== Records from a point labeling set ==
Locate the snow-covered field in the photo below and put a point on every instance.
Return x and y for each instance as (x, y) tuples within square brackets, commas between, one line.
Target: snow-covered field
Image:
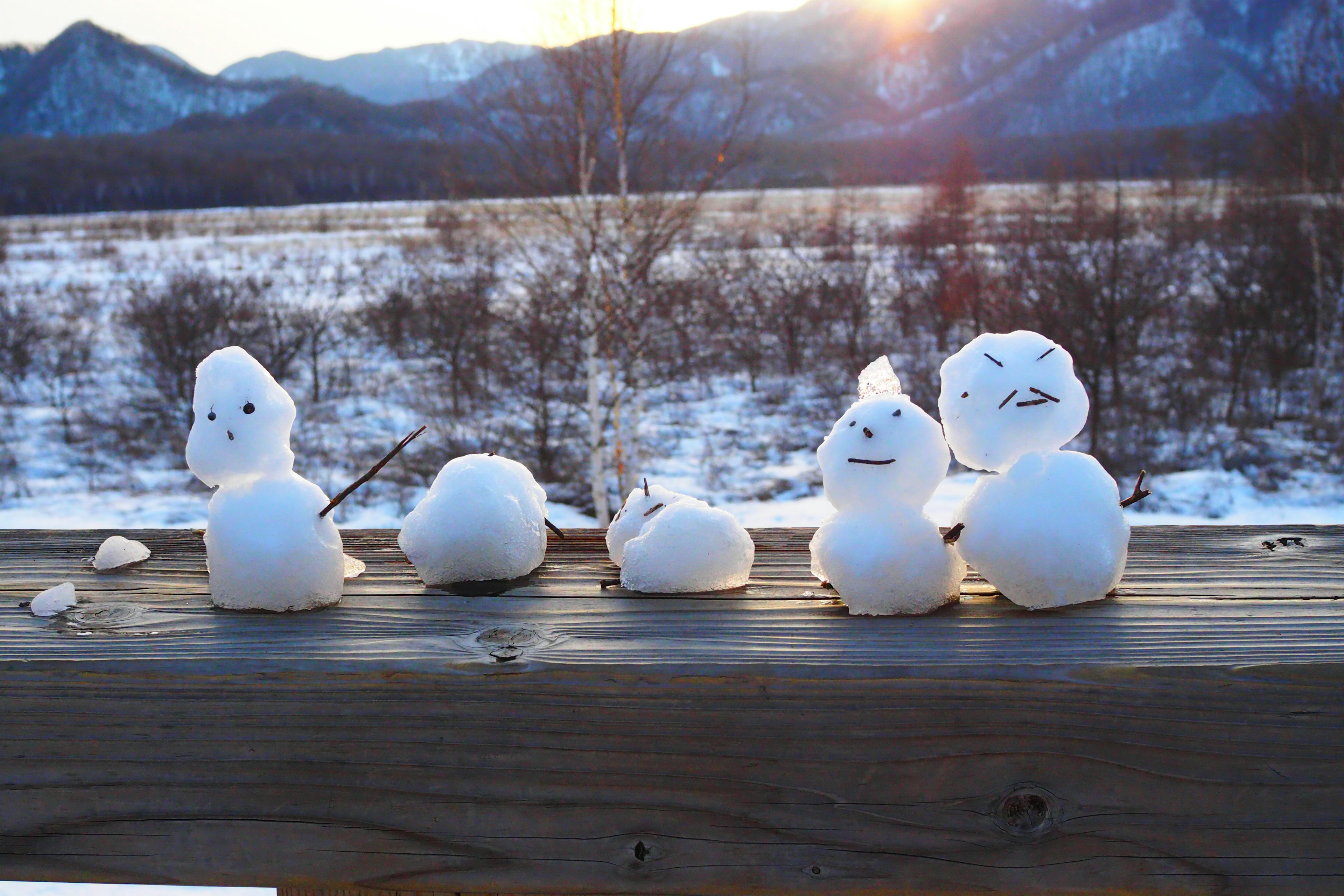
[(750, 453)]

...

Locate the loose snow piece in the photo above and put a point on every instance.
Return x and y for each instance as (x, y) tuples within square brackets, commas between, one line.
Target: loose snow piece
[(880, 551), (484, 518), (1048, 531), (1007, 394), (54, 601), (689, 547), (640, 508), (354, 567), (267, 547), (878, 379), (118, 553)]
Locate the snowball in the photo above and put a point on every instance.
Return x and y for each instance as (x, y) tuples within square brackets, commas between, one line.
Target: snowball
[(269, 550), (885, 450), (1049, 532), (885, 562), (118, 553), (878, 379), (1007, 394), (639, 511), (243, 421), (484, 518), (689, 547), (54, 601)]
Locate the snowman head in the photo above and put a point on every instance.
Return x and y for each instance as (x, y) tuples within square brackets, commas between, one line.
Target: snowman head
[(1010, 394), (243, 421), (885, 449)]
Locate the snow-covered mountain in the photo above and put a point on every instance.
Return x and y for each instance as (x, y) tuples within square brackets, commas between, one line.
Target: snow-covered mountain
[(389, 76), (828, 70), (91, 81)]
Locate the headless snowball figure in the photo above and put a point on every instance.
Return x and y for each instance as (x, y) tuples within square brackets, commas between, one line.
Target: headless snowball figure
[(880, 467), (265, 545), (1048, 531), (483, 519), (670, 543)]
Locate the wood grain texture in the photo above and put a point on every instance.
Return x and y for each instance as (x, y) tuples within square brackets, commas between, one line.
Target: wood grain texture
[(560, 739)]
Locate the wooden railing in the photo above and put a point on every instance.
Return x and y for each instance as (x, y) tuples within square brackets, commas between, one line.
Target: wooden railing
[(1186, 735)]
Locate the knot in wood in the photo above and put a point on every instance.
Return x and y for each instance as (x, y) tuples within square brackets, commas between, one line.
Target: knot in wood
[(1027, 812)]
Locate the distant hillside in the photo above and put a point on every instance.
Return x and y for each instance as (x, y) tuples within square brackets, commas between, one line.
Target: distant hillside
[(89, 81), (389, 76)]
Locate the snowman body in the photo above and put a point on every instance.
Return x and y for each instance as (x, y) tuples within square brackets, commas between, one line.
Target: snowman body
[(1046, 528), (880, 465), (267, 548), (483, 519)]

== Exercise description ==
Convert the data from the line with "Locate the snowman body" up to and including the line with "[(1046, 528), (880, 465), (267, 548), (483, 519)]" into a JSON list of strings, with one string for each line and blank lines omitted.

== Exercise solution ==
[
  "Locate the snowman body in the photo above and put a point on every instance.",
  "Return x and y for each instance as (x, y) tuples within square brackets, commas between, one line.",
  "Target: snowman body",
  "[(1046, 528), (880, 465), (267, 548), (483, 519)]"
]